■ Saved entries
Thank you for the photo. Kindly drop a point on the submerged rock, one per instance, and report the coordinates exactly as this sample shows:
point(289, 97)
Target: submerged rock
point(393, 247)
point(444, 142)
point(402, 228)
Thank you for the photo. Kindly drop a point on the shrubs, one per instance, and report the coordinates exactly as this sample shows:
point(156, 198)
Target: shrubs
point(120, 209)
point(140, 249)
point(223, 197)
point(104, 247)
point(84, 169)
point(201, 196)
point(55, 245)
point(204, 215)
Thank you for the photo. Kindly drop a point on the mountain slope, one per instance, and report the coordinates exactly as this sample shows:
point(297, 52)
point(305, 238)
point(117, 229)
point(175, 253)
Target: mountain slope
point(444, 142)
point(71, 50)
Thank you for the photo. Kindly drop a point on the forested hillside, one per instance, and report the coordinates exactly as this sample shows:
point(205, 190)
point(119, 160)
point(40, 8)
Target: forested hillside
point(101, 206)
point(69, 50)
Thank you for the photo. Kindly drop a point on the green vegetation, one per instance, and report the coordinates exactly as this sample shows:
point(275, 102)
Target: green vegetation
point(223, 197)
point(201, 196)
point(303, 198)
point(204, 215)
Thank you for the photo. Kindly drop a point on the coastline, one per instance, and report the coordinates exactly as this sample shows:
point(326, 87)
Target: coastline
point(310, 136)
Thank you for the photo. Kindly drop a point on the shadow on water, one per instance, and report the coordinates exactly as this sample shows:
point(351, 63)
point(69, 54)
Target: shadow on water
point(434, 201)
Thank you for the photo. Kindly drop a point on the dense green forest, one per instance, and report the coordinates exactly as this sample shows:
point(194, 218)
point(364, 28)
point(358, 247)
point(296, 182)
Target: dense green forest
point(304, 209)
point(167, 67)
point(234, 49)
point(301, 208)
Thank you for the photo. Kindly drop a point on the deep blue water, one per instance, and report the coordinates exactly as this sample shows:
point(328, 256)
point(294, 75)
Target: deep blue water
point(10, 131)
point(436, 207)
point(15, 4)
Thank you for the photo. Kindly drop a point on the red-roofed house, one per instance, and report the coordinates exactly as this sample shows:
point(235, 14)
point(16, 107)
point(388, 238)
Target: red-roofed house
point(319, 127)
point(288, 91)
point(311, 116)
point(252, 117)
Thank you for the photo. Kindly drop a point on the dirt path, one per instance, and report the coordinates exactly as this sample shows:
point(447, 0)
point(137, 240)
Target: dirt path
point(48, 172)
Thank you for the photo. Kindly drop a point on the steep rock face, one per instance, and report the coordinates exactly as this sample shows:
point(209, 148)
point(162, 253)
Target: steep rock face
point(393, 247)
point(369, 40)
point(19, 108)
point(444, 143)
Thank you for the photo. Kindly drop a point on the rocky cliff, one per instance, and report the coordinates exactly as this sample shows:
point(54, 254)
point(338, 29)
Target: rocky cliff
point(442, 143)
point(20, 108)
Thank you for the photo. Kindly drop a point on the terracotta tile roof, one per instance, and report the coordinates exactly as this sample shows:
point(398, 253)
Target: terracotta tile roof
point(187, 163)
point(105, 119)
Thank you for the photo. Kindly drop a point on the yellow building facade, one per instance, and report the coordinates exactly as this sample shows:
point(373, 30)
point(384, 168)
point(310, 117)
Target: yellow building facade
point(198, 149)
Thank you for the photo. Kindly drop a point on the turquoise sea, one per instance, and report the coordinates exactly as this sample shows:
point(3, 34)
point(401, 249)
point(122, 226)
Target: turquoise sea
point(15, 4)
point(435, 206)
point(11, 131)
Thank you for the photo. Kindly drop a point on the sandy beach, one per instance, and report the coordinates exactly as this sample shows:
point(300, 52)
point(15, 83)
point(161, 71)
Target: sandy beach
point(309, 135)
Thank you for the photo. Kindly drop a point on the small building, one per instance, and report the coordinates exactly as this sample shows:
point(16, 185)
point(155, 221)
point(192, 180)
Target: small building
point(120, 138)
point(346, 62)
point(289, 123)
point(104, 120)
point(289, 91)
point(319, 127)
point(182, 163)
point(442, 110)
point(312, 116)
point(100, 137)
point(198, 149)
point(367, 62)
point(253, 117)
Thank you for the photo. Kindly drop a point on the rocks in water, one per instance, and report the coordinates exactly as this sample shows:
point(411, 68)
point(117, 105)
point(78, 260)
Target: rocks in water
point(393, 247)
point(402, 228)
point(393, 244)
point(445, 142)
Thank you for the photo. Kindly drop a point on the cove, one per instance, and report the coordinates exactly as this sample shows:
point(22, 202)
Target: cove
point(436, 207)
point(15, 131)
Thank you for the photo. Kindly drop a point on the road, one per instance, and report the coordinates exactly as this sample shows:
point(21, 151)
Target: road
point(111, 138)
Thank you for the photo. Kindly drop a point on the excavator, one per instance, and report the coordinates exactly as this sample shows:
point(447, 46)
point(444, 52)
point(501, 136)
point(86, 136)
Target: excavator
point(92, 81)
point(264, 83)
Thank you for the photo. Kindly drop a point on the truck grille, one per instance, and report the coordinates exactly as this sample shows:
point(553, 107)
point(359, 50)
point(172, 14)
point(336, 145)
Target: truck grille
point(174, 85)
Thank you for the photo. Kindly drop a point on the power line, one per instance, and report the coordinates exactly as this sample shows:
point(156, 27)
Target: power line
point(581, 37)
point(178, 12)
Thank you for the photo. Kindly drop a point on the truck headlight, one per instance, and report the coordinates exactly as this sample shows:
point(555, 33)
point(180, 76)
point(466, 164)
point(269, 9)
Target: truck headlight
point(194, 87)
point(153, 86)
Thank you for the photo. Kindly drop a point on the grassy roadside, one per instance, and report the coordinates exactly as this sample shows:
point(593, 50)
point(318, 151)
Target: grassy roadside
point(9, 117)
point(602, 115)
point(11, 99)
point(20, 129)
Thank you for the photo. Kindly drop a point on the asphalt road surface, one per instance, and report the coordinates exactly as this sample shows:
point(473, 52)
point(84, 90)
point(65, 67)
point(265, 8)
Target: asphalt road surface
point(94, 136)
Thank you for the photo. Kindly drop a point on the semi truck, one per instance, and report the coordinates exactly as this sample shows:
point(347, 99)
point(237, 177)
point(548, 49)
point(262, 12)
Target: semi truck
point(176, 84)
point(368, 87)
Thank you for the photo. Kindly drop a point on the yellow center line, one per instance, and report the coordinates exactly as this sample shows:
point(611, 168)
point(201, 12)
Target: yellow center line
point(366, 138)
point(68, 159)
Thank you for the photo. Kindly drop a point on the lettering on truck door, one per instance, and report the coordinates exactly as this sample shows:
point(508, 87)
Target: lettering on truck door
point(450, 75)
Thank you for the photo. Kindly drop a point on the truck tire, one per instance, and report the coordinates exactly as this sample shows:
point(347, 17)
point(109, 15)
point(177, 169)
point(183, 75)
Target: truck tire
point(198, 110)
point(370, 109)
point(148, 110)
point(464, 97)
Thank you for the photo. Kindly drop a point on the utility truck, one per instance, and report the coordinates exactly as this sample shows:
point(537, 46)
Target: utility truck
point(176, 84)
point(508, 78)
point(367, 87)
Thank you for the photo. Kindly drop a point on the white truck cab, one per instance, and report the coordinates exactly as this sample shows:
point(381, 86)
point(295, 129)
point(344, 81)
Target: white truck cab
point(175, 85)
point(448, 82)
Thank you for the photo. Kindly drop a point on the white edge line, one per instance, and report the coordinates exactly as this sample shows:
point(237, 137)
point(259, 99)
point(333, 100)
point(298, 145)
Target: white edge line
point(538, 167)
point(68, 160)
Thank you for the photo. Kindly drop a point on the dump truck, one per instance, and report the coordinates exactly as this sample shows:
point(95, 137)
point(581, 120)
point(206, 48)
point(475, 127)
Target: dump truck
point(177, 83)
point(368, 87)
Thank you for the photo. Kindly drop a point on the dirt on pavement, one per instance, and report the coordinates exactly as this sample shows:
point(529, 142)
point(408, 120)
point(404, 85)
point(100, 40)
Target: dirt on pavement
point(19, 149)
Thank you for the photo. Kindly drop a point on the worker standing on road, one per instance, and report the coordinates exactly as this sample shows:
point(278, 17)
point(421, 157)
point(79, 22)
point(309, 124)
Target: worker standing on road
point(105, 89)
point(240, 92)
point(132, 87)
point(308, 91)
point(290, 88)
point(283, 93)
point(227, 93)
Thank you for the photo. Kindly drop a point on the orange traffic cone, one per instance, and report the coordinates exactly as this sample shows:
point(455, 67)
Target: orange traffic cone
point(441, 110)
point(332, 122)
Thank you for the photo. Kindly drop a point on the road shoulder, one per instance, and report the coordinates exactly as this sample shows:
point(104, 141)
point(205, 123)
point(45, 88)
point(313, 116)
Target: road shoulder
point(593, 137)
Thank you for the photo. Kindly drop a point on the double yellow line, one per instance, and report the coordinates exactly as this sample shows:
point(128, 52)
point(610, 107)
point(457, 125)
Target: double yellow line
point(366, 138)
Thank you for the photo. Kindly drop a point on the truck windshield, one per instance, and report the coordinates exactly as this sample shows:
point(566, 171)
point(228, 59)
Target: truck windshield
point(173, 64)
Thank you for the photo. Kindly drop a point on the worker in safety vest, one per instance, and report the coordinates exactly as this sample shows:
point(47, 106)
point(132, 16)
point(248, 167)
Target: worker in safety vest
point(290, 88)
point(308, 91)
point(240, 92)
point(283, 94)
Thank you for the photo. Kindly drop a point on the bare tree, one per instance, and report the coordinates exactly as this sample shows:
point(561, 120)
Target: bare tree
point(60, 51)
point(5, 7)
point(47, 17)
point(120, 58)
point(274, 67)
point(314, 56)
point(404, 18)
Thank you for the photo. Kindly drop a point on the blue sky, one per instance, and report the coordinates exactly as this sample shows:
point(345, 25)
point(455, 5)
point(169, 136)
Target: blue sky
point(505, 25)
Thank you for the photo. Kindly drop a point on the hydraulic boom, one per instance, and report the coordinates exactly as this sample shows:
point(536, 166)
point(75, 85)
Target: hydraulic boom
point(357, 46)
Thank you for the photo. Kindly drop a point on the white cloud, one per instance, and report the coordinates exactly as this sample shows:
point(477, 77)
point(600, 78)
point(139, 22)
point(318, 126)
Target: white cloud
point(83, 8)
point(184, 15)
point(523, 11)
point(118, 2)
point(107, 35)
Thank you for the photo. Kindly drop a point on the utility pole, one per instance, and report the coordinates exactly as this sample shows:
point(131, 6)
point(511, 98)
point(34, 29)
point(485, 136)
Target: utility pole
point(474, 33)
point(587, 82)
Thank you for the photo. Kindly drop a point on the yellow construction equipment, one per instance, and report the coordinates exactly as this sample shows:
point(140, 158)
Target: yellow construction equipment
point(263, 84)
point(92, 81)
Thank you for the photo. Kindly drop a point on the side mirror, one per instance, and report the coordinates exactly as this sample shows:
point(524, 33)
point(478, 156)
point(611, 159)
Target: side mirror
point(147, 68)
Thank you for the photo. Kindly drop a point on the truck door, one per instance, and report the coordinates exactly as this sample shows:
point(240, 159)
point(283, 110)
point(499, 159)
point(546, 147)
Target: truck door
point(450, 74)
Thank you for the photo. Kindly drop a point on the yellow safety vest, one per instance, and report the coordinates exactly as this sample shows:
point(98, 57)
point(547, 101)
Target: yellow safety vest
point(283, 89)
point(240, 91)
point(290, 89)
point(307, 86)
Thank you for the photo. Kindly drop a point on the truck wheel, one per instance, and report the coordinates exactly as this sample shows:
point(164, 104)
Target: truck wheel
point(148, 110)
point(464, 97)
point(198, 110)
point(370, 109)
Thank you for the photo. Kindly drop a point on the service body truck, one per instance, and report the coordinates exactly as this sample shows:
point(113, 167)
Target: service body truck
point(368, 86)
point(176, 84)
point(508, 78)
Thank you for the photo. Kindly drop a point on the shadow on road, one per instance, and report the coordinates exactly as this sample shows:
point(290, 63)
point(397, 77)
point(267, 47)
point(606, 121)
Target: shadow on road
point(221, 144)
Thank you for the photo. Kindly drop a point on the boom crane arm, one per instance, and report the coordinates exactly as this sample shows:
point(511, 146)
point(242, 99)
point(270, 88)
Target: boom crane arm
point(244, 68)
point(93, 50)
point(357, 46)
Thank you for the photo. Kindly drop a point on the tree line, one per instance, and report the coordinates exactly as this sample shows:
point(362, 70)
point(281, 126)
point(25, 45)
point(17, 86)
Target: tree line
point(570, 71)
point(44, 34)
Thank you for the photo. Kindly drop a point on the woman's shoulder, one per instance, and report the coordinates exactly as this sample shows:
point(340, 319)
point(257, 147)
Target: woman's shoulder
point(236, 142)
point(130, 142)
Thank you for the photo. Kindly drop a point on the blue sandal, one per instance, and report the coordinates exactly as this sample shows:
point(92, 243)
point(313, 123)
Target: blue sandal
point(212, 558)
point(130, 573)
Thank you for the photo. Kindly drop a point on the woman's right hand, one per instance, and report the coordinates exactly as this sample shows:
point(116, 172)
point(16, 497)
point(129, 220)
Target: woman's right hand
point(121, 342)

■ Exercise brief
Among the entries above, the line containing "Target: sandy beach", the line containing "point(192, 180)", and all lines between them are to be restated word for word; nothing else belongs in the reply.

■ Task answer
Target: sandy beach
point(309, 135)
Thank you for the photo. Kindly drop a point on the small building, one per instance, and report the coordinates exactly as this sample shows:
point(16, 185)
point(155, 221)
point(192, 180)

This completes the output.